Everything from the line containing "Query: pink quilted jacket sleeve" to the end of the records must be restated word for word, and nothing else.

==============================

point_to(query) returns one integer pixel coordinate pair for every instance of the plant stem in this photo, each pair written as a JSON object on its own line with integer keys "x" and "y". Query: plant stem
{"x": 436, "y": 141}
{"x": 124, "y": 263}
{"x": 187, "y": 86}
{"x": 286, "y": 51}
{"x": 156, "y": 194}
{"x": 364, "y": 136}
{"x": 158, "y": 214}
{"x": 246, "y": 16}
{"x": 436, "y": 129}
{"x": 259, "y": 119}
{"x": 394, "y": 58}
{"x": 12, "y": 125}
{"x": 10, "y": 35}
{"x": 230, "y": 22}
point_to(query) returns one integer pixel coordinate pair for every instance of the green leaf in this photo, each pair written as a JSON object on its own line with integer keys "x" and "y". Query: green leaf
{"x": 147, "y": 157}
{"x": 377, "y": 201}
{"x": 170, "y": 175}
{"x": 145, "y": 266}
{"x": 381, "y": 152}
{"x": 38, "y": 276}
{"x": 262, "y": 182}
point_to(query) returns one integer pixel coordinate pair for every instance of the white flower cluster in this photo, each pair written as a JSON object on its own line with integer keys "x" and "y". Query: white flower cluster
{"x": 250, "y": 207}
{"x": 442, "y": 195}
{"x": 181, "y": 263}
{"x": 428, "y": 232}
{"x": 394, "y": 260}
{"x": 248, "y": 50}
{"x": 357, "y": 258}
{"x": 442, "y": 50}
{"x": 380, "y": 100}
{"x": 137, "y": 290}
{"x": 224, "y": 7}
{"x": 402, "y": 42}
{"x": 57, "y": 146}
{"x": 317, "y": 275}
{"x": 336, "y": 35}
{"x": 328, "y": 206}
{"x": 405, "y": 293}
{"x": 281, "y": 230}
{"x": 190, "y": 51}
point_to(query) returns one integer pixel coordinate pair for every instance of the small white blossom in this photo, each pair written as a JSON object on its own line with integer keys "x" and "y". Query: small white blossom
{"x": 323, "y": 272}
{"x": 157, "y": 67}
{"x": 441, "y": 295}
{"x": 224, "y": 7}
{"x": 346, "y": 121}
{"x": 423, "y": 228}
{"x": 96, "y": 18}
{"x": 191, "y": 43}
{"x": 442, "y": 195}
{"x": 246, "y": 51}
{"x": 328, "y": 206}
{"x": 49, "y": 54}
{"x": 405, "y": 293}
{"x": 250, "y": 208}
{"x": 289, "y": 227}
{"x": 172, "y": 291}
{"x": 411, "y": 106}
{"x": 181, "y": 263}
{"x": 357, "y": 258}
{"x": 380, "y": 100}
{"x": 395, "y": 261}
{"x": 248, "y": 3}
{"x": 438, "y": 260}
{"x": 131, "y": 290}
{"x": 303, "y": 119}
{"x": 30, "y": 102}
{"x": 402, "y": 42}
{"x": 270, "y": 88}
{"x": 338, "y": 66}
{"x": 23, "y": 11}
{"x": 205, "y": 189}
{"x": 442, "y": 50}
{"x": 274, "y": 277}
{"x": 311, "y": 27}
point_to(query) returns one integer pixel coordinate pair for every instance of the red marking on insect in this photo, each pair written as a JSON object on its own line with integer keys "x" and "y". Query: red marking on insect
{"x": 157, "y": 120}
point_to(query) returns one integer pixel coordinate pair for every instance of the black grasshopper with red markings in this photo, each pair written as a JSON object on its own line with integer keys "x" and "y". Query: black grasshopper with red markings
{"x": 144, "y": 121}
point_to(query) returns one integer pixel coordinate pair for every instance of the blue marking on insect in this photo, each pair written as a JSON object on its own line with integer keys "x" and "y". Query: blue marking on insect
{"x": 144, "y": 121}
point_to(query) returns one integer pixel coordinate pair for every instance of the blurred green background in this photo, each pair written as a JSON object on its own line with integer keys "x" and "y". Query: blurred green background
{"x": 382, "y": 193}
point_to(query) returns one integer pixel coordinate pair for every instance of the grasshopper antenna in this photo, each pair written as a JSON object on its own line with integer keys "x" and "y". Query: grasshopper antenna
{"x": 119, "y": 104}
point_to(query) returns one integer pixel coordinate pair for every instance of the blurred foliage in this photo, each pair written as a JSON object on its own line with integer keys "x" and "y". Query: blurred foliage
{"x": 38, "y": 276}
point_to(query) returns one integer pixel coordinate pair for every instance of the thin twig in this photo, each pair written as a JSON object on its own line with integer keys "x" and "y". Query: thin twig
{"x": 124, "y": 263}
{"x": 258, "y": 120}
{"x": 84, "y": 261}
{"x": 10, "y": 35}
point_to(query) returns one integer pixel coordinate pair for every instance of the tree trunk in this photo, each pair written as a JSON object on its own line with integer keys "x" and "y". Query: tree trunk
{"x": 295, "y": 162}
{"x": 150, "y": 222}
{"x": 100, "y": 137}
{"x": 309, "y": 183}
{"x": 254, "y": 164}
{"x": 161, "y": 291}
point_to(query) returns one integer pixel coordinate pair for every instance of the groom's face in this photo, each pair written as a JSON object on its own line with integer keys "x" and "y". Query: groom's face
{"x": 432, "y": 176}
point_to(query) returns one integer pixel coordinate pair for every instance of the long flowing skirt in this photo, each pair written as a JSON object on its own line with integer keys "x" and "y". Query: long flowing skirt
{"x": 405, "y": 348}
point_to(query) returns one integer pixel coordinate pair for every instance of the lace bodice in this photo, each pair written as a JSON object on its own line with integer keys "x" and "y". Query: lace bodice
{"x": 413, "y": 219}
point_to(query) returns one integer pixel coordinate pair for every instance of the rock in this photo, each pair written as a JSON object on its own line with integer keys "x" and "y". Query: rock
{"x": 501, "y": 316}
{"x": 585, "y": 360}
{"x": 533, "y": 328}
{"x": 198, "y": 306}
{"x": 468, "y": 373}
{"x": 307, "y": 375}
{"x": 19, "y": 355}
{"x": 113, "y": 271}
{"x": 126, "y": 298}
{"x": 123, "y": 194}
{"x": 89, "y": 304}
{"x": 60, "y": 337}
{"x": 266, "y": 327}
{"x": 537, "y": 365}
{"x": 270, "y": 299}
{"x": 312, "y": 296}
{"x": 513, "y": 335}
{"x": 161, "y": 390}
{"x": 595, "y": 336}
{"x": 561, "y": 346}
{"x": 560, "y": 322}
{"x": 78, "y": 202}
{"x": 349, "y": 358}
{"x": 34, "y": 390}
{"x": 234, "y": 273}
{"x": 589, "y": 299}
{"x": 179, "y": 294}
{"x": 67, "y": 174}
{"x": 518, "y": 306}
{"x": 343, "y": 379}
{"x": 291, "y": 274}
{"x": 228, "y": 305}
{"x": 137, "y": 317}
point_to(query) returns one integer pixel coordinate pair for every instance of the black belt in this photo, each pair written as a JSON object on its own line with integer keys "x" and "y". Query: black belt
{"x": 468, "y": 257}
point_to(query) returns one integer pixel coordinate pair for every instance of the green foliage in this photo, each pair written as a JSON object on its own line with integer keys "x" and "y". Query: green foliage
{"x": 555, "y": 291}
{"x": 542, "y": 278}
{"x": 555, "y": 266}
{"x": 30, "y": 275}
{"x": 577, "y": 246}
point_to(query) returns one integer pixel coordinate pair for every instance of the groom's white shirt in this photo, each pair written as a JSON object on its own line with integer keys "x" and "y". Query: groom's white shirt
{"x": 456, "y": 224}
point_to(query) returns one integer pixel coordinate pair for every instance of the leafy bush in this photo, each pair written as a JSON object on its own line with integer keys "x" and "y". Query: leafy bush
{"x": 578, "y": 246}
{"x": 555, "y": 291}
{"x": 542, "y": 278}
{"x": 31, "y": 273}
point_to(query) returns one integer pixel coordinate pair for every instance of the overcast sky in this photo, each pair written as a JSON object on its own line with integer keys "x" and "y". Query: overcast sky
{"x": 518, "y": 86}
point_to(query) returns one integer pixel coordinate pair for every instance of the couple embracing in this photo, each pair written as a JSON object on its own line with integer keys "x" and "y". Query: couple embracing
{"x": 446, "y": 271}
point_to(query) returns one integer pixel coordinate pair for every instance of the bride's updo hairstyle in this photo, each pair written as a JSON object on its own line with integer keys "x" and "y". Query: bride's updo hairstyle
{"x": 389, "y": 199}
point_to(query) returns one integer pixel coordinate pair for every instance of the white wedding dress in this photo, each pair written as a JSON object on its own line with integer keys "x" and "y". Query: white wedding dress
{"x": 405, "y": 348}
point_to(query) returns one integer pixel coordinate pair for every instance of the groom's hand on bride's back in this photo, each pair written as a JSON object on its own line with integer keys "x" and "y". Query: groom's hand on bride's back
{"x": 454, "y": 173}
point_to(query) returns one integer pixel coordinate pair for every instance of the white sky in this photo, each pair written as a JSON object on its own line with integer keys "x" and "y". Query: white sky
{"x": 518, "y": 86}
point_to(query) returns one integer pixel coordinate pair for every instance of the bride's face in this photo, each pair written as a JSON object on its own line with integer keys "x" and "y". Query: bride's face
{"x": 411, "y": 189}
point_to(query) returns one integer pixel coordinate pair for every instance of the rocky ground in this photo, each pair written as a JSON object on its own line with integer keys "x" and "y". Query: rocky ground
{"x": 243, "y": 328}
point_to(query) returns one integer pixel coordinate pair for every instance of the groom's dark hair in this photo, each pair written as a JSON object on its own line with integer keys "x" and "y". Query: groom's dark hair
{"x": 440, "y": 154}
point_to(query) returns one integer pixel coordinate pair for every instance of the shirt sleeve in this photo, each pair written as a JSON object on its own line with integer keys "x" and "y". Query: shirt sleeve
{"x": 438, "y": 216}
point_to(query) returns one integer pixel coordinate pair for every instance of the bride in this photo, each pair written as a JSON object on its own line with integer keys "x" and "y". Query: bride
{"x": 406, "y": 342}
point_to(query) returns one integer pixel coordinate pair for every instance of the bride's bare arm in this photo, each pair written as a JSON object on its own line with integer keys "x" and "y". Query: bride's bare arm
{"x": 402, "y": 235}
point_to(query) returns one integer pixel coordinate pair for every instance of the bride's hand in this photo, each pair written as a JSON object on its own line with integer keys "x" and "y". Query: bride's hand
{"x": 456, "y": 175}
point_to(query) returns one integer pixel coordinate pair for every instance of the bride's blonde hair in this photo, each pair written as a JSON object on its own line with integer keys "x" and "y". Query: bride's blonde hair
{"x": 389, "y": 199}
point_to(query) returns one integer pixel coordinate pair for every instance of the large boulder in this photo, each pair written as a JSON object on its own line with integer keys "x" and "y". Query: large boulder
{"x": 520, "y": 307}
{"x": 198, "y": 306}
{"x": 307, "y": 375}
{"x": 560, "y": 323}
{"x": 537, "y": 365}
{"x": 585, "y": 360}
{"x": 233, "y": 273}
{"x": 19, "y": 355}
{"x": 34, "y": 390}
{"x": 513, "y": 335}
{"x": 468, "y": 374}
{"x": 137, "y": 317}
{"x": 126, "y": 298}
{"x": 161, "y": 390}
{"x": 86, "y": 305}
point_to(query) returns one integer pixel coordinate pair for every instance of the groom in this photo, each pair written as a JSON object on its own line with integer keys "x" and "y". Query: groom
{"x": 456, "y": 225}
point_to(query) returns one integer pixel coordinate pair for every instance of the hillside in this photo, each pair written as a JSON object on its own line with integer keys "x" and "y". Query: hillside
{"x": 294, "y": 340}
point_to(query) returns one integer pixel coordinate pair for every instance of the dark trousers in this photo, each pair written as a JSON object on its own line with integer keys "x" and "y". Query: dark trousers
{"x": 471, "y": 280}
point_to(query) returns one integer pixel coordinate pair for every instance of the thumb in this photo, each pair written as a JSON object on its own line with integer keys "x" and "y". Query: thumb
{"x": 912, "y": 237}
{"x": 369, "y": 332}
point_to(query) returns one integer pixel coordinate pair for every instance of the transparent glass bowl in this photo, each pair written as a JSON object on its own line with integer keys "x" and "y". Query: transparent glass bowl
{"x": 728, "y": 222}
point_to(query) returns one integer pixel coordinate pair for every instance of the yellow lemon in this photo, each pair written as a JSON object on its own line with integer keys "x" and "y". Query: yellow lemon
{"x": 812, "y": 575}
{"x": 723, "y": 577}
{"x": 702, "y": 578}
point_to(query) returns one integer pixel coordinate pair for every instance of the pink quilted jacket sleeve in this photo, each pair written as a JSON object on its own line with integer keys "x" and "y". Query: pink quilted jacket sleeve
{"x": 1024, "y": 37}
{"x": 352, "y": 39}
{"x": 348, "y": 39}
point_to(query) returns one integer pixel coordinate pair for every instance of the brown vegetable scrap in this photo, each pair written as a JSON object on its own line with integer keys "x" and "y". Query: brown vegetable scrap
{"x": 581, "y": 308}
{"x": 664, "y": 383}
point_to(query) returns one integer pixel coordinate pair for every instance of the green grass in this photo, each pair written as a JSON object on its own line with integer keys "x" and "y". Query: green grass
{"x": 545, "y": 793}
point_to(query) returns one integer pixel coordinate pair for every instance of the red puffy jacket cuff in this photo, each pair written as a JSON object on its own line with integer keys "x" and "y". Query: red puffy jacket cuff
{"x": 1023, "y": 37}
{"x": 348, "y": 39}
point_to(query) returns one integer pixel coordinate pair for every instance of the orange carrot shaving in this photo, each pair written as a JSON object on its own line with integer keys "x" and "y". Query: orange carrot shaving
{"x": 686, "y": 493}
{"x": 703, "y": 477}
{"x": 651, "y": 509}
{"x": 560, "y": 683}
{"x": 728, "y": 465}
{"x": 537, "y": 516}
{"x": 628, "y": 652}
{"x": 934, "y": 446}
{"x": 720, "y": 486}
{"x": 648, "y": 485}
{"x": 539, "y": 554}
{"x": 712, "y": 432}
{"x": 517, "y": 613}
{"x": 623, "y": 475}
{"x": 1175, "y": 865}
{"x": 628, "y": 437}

==============================

• Task result:
point_to(query) returns one integer pixel coordinate pair for every instance of the pink quilted jacket sleeve in this photo, each pair written as a JSON object on its own line with integer keys "x" and "y". Query: pink quilted jacket sleeve
{"x": 1024, "y": 37}
{"x": 352, "y": 39}
{"x": 348, "y": 39}
point_to(query) returns one integer pixel coordinate pair for every instance of the brown vegetable scrap in this photo, each pair written as a JSON object on its own line with integer keys "x" and "y". Query: brown vegetable scrap
{"x": 581, "y": 308}
{"x": 664, "y": 383}
point_to(query) returns one integer pixel coordinate pair for every instance of the green grass in this photo, each pair written as a JSON object on its own line with integer keys "x" and "y". Query: green grass
{"x": 545, "y": 793}
point_to(query) returns one integer pixel coordinate pair for every instance of the red puffy jacket cuff in this photo, each pair written as a JSON object on its own line with integer keys "x" and "y". Query: red puffy jacket cuff
{"x": 1023, "y": 37}
{"x": 348, "y": 39}
point_to(query) returns one integer pixel coordinate pair for every instance of the orange carrot shaving in this photo, each pair written as a JSON object on its own line with integer keys "x" and "y". Query: orange carrot shaving
{"x": 686, "y": 493}
{"x": 703, "y": 477}
{"x": 651, "y": 509}
{"x": 560, "y": 683}
{"x": 728, "y": 465}
{"x": 537, "y": 516}
{"x": 628, "y": 652}
{"x": 934, "y": 446}
{"x": 720, "y": 486}
{"x": 648, "y": 485}
{"x": 539, "y": 554}
{"x": 712, "y": 432}
{"x": 517, "y": 613}
{"x": 623, "y": 475}
{"x": 1175, "y": 865}
{"x": 628, "y": 437}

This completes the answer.